Input material:
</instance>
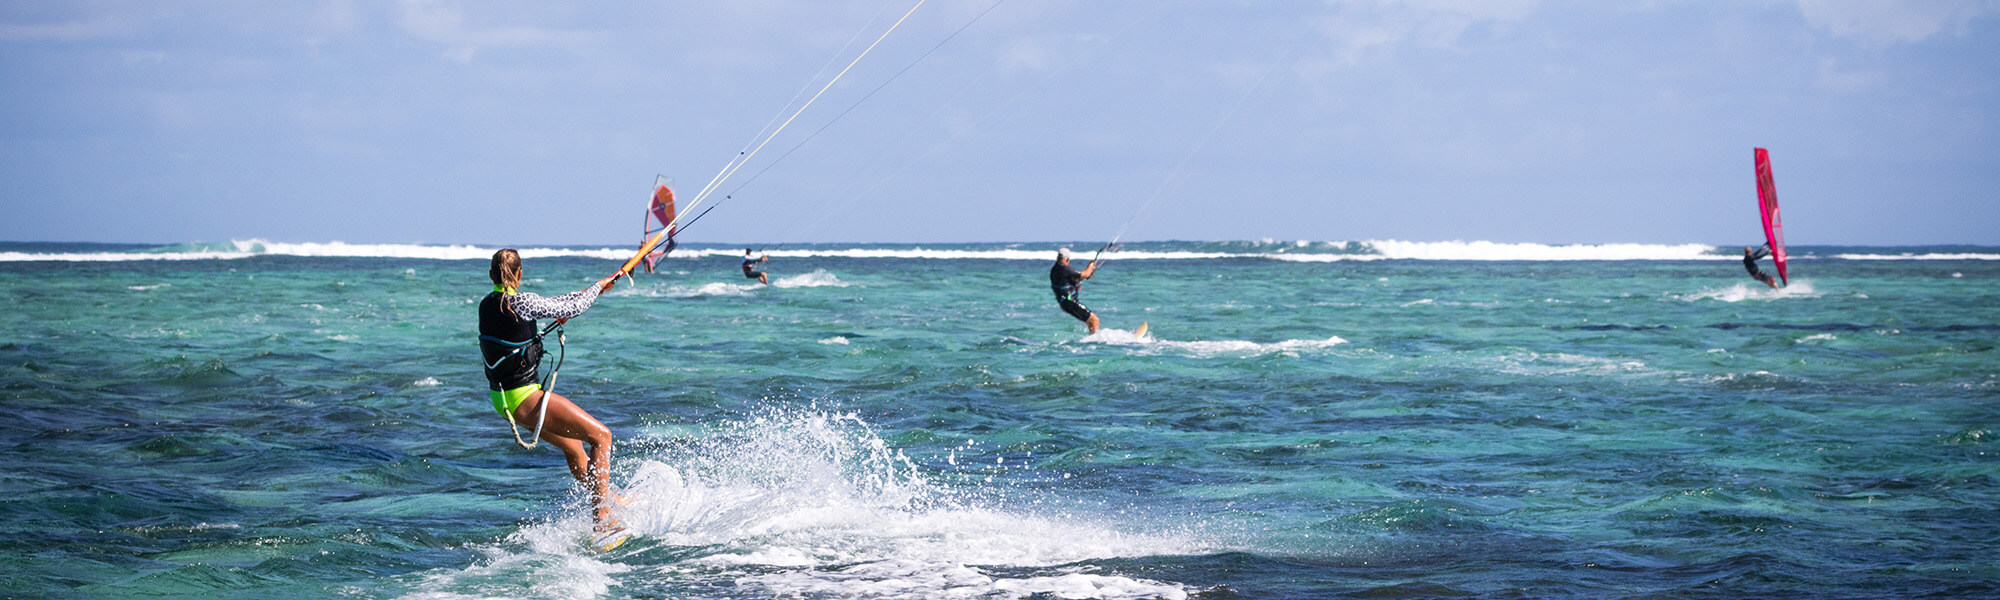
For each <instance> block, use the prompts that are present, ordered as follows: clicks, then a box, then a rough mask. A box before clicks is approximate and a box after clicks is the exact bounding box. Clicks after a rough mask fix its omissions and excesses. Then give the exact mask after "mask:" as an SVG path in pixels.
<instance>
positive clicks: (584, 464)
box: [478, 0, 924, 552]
==
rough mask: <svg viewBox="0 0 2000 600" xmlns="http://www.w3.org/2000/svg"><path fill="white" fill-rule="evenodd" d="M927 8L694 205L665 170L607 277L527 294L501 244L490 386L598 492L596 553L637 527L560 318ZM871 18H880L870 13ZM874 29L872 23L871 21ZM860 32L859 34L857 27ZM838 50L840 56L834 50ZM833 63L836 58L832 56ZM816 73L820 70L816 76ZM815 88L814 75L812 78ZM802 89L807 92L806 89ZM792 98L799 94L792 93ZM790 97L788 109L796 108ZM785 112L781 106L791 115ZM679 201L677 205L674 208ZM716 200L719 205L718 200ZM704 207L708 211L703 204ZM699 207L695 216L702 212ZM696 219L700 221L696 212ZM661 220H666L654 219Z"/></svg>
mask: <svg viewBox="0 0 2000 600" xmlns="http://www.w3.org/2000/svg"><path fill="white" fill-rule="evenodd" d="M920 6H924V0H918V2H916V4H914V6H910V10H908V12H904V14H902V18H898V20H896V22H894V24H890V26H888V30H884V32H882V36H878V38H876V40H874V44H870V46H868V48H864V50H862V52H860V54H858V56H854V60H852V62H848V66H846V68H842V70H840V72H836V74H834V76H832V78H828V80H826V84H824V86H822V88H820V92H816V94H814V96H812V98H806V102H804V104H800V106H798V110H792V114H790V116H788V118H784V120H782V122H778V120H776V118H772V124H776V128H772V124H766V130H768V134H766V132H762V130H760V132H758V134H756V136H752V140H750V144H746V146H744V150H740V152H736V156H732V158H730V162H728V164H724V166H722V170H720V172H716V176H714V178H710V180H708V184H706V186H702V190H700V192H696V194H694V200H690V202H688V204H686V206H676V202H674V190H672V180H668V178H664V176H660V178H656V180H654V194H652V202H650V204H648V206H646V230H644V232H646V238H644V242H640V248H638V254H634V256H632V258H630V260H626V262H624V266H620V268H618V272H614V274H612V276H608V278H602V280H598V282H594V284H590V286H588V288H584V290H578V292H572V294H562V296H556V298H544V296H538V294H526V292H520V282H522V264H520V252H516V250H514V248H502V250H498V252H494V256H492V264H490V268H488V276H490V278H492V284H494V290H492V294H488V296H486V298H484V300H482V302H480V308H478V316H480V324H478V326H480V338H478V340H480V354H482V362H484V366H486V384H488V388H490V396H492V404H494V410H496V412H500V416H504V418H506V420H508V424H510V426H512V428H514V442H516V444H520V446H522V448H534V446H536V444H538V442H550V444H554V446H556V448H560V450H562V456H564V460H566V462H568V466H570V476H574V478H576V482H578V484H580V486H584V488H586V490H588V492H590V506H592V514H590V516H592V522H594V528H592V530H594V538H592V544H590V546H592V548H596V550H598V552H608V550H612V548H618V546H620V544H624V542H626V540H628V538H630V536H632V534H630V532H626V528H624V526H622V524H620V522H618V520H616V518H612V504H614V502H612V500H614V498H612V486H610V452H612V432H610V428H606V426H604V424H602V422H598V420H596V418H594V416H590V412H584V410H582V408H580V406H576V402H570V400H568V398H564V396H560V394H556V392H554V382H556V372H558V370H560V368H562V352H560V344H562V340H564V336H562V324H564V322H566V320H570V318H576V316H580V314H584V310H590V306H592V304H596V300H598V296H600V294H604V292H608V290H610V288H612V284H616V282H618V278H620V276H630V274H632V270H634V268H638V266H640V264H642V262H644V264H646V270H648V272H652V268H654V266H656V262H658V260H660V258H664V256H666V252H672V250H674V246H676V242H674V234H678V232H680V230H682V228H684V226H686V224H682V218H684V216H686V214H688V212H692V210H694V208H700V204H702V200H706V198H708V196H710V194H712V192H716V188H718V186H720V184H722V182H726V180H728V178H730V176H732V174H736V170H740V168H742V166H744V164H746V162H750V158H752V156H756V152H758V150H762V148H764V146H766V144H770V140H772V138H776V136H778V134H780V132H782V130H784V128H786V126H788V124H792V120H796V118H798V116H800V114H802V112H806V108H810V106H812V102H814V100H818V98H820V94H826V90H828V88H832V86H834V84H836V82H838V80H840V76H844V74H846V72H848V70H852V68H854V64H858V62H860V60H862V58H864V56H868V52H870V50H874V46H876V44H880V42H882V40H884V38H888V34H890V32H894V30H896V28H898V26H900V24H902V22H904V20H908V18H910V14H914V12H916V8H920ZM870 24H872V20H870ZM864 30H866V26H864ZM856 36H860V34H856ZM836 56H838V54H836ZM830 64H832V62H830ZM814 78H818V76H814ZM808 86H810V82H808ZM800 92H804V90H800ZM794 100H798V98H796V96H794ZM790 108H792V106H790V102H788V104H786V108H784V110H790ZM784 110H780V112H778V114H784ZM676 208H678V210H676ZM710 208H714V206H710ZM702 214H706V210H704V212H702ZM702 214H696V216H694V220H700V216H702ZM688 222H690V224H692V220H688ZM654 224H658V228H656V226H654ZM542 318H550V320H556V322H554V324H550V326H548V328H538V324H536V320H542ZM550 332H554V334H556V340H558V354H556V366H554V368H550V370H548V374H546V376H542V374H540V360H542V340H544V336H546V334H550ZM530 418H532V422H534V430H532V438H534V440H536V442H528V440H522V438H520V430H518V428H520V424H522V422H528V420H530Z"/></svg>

Exercise details:
Start with the line above that contains "For each <instance>" and stop after the line that contains "positive clicks: (584, 464)". Output those lines exactly, and only those.

Worked solution:
For each <instance> block, use the prompts that are present, ordered as follows: clicks, then a box, then a rough mask. A box before clicks is approximate and a box after clicks is the exact bounding box. Clicks after a rough mask fix its omissions and excesses. Then give the exact mask after "mask:" as an SVG path in pixels.
<instance>
positive clicks: (584, 464)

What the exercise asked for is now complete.